* WORK REQUEST: Copy, word for word, the lines of the listing below from the line with "Mark every instance of the blue" up to and including the line with "Mark every instance of the man's forehead". Drop the pictures.
<<<<
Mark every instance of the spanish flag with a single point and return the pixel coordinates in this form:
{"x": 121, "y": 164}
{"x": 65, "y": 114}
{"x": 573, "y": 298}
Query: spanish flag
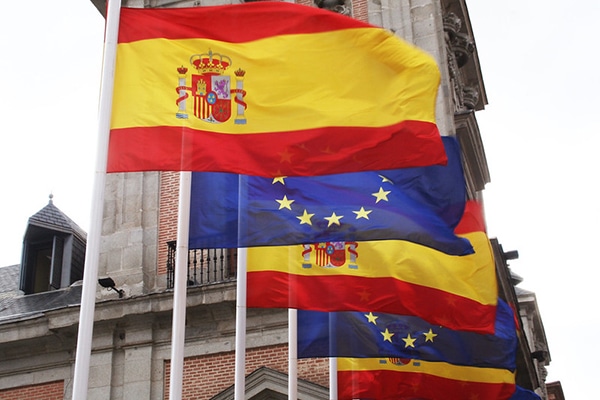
{"x": 387, "y": 276}
{"x": 397, "y": 378}
{"x": 268, "y": 89}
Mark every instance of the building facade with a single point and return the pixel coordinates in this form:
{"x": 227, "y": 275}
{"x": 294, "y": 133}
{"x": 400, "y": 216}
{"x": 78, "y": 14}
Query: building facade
{"x": 131, "y": 347}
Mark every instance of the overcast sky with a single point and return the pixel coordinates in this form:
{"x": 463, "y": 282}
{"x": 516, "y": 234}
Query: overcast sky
{"x": 540, "y": 131}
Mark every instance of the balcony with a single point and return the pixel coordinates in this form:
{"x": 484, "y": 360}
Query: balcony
{"x": 204, "y": 266}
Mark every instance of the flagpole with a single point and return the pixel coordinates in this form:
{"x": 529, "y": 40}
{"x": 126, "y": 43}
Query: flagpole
{"x": 332, "y": 378}
{"x": 180, "y": 290}
{"x": 240, "y": 309}
{"x": 333, "y": 389}
{"x": 92, "y": 255}
{"x": 240, "y": 326}
{"x": 292, "y": 353}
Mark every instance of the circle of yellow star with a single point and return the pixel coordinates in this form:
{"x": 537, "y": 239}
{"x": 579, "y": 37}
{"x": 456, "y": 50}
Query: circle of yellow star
{"x": 334, "y": 219}
{"x": 371, "y": 318}
{"x": 305, "y": 218}
{"x": 381, "y": 195}
{"x": 362, "y": 213}
{"x": 410, "y": 342}
{"x": 429, "y": 335}
{"x": 285, "y": 203}
{"x": 387, "y": 335}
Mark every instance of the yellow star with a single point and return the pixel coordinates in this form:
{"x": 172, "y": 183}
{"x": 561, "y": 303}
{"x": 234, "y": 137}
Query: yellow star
{"x": 371, "y": 318}
{"x": 362, "y": 213}
{"x": 387, "y": 335}
{"x": 384, "y": 179}
{"x": 429, "y": 336}
{"x": 279, "y": 179}
{"x": 410, "y": 342}
{"x": 381, "y": 195}
{"x": 305, "y": 218}
{"x": 285, "y": 203}
{"x": 334, "y": 219}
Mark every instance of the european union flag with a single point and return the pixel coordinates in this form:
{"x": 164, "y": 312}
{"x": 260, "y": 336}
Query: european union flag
{"x": 420, "y": 205}
{"x": 371, "y": 335}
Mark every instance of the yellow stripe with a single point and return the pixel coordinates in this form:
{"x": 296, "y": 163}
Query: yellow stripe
{"x": 472, "y": 276}
{"x": 441, "y": 369}
{"x": 319, "y": 88}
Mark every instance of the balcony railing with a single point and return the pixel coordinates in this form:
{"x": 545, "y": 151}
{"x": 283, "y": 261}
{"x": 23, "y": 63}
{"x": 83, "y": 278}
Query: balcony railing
{"x": 204, "y": 266}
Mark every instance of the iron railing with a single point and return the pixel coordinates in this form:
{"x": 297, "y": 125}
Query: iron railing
{"x": 204, "y": 266}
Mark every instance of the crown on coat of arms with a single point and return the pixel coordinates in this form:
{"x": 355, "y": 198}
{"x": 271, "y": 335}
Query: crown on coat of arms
{"x": 210, "y": 62}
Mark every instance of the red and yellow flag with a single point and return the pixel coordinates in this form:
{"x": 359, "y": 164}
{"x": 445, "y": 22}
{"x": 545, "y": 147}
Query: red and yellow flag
{"x": 390, "y": 276}
{"x": 269, "y": 89}
{"x": 393, "y": 379}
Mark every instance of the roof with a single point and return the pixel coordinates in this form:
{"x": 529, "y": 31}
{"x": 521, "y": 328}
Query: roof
{"x": 50, "y": 217}
{"x": 22, "y": 306}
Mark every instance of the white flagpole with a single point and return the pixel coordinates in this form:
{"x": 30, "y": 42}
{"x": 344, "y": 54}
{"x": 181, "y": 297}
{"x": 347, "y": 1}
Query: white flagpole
{"x": 241, "y": 301}
{"x": 240, "y": 326}
{"x": 332, "y": 378}
{"x": 292, "y": 353}
{"x": 92, "y": 255}
{"x": 180, "y": 290}
{"x": 333, "y": 388}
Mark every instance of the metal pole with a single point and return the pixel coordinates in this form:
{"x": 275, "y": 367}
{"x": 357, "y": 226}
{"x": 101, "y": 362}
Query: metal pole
{"x": 180, "y": 290}
{"x": 293, "y": 353}
{"x": 92, "y": 255}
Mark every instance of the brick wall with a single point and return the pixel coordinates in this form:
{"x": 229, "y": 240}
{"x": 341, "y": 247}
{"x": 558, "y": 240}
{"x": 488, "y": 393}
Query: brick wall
{"x": 42, "y": 391}
{"x": 206, "y": 376}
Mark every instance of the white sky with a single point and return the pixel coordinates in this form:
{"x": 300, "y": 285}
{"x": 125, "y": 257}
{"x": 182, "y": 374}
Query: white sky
{"x": 540, "y": 131}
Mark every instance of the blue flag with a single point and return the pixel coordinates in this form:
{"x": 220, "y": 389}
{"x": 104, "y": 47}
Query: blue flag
{"x": 355, "y": 334}
{"x": 421, "y": 205}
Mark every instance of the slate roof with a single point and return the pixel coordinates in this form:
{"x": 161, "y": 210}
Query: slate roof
{"x": 15, "y": 305}
{"x": 22, "y": 306}
{"x": 52, "y": 218}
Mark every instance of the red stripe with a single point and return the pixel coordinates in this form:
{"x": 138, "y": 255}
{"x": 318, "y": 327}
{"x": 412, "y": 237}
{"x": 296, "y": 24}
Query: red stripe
{"x": 472, "y": 220}
{"x": 270, "y": 289}
{"x": 349, "y": 149}
{"x": 229, "y": 23}
{"x": 391, "y": 385}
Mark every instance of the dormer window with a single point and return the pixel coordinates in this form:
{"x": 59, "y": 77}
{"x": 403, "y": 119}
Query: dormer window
{"x": 53, "y": 251}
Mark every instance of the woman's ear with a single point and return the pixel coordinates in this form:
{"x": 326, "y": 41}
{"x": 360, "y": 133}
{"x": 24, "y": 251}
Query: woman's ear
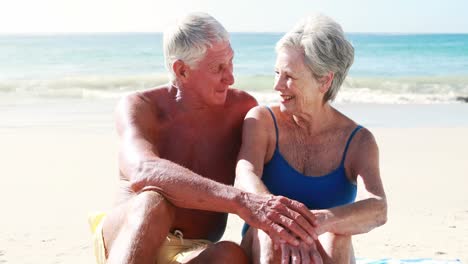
{"x": 181, "y": 70}
{"x": 326, "y": 81}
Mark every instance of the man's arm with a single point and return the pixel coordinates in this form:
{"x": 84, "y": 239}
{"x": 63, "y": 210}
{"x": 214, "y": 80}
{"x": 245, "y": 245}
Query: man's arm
{"x": 141, "y": 164}
{"x": 370, "y": 210}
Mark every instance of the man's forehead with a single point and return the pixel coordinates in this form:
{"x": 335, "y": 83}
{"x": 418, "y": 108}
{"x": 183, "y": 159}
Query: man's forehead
{"x": 220, "y": 50}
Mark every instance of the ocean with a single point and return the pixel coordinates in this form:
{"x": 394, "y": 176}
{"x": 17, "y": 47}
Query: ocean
{"x": 388, "y": 68}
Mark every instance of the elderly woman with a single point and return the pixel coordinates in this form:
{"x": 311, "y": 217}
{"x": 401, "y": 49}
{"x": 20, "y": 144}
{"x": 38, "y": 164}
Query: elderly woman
{"x": 307, "y": 150}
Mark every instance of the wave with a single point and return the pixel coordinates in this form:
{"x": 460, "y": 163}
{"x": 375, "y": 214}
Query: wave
{"x": 401, "y": 90}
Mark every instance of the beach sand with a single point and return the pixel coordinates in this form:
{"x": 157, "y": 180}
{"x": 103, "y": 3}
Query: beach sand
{"x": 52, "y": 177}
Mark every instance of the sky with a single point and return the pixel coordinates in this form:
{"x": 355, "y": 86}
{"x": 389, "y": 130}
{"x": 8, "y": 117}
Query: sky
{"x": 379, "y": 16}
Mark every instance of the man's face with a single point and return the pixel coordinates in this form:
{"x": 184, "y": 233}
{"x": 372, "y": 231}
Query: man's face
{"x": 211, "y": 79}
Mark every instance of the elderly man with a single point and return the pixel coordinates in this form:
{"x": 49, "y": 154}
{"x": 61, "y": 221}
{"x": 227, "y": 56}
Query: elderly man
{"x": 179, "y": 144}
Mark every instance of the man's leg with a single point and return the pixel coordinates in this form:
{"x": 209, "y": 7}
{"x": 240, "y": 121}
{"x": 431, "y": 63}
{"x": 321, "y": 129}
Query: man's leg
{"x": 336, "y": 248}
{"x": 134, "y": 232}
{"x": 259, "y": 247}
{"x": 222, "y": 252}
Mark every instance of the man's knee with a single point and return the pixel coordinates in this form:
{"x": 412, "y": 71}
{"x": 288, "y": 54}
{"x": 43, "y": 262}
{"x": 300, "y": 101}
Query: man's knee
{"x": 336, "y": 248}
{"x": 229, "y": 252}
{"x": 150, "y": 207}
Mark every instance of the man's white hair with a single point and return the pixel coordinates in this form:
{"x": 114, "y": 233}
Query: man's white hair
{"x": 189, "y": 39}
{"x": 325, "y": 49}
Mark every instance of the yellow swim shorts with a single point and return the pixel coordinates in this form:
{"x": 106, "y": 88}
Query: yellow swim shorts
{"x": 174, "y": 250}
>>>>
* COMPLETED TASK:
Mark every instance of the blue flag with a single point and return the pixel coordinates in this form:
{"x": 220, "y": 389}
{"x": 104, "y": 47}
Query: blue flag
{"x": 355, "y": 334}
{"x": 421, "y": 205}
Mark every instance of the slate roof with a single point and return the pixel coordinates in this form:
{"x": 161, "y": 210}
Query: slate roof
{"x": 15, "y": 305}
{"x": 22, "y": 306}
{"x": 52, "y": 218}
Mark every instance of the red stripe with a single point and return the pixel coordinates in this form:
{"x": 138, "y": 255}
{"x": 318, "y": 327}
{"x": 412, "y": 237}
{"x": 296, "y": 24}
Query: red stripe
{"x": 472, "y": 220}
{"x": 270, "y": 289}
{"x": 349, "y": 149}
{"x": 229, "y": 23}
{"x": 391, "y": 385}
Mark every instance of the dormer window with a single point and return the pixel coordinates in this form:
{"x": 59, "y": 77}
{"x": 403, "y": 119}
Query: dormer window
{"x": 53, "y": 251}
Mark every instance of the woman's ear with a single point and return the pixel coordinates in this form:
{"x": 326, "y": 41}
{"x": 360, "y": 133}
{"x": 24, "y": 251}
Query: woman's ear
{"x": 181, "y": 70}
{"x": 326, "y": 81}
Mark every instance of the man's arm with a single point and return the pixel coordinates in this form:
{"x": 84, "y": 239}
{"x": 63, "y": 210}
{"x": 214, "y": 80}
{"x": 245, "y": 245}
Query: man's arm
{"x": 141, "y": 164}
{"x": 370, "y": 210}
Mark every instance of the man's forehead with a single point and return the pixel coordinates in this form:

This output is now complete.